+++ Dataset entries +++
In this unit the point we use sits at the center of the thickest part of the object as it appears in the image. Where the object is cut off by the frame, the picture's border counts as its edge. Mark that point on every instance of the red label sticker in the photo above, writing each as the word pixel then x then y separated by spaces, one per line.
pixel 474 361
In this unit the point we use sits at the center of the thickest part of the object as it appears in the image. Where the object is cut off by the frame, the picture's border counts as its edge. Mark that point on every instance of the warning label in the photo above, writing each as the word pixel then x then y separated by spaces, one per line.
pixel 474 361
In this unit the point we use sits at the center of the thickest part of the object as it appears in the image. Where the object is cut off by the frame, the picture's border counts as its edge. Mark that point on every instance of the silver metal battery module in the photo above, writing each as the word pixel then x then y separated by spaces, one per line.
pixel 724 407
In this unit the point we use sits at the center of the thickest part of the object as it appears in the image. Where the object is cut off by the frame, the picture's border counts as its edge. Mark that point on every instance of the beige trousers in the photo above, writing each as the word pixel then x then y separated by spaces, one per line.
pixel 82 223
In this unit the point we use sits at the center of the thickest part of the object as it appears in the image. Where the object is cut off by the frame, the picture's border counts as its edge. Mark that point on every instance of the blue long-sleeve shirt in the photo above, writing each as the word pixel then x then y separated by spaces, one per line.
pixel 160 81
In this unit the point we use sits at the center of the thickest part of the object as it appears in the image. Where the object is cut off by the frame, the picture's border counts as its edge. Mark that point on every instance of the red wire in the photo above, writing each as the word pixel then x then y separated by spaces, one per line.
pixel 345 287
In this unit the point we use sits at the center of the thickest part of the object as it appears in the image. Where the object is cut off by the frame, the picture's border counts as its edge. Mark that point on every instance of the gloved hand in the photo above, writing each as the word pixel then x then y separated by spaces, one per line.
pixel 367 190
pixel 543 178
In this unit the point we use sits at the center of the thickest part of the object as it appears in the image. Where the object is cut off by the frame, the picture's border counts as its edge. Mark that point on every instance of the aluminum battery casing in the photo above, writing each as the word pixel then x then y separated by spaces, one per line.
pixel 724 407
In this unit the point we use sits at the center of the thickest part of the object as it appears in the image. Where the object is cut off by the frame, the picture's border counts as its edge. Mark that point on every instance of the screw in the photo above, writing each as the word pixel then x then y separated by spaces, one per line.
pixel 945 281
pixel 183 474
+++
What is asked:
Retype the records word for word, beginning with the line that contains "of the beige" and stopping after the line that contains "pixel 345 287".

Written response:
In this unit the point we use sits at the center of the thickest part of the object as it appears in the image. Where the object is cut off by the frame, the picture's border counts as its edge. Mark that point on every instance of the beige trousers in the photo above, writing each as the word pixel then x then y separated by spaces, one per line.
pixel 82 223
In this unit the point we use sits at the center of the thickest part of the object as it appears in the image. Where the object is cut off by the frame, the picture's border counts as its edge. Mark that point on every instance of the blue long-sleeve shirt in the photo above, writing each as the word pixel then x then y separated by spaces, one per line.
pixel 160 81
In this unit the point we use sits at the center of the thickest part of the object as it appears in the image. Where the object is cut off by the frame, the picture's border counts as its edge. Mark that point on every instance of the red wire in the photo above, writing each as the word pixel then x then y separated by spaces, one per line.
pixel 345 287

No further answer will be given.